• **Exercise prompt**: All lines from the one with "Where can the bokeh" to the end of the data: return those exactly, and only those.

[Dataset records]
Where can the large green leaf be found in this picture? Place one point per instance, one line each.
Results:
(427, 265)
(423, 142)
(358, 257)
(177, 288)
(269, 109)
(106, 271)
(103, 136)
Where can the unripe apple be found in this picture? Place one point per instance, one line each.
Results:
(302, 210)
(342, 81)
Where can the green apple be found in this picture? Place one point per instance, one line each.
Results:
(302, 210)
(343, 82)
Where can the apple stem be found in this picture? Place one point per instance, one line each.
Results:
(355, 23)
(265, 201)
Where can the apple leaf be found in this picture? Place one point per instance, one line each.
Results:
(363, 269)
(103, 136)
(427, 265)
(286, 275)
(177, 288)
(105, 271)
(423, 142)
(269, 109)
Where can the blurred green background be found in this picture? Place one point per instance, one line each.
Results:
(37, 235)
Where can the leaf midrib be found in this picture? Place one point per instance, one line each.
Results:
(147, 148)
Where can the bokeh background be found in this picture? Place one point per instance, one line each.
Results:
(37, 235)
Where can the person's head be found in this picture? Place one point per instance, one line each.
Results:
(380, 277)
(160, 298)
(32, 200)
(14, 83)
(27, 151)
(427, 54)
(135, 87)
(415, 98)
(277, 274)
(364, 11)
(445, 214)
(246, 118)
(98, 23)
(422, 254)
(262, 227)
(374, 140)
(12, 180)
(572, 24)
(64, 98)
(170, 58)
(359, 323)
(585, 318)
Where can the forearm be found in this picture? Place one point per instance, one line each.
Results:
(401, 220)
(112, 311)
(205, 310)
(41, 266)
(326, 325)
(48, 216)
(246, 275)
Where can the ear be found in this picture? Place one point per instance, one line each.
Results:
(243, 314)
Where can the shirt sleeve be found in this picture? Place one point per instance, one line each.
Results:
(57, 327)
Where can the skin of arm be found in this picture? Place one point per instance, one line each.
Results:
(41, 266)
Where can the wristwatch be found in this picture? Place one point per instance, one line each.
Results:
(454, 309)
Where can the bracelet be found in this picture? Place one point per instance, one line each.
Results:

• **Task output**:
Where can the bokeh background be found in this picture? Place one point per instance, one line each.
Results:
(37, 235)
Where can the person's head be found in this picture? Place one point per instance, one line each.
Results:
(380, 277)
(160, 298)
(32, 200)
(14, 83)
(27, 151)
(427, 54)
(135, 87)
(415, 98)
(277, 274)
(364, 11)
(445, 214)
(246, 118)
(98, 23)
(422, 254)
(262, 227)
(374, 140)
(12, 180)
(572, 24)
(64, 98)
(170, 58)
(359, 323)
(585, 318)
Where can the forearm be found in this picture? Place one point per instance, one line each.
Results:
(401, 220)
(112, 311)
(205, 310)
(41, 266)
(326, 325)
(48, 216)
(246, 275)
Where can the ear be found in this picture? Place one point per instance, one line each.
Results:
(243, 314)
Where can the shirt sleeve be found in this picture? Place one point per instance, one line each.
Results:
(57, 327)
Where can the skin of arm be found in this picture? Place one point per instance, one line each.
Results:
(41, 266)
Where can the wristwatch be found in this picture? Place one point per instance, one line each.
Results:
(454, 309)
Where can the bracelet be found in this picture? Place one point per instance, one line each.
Results:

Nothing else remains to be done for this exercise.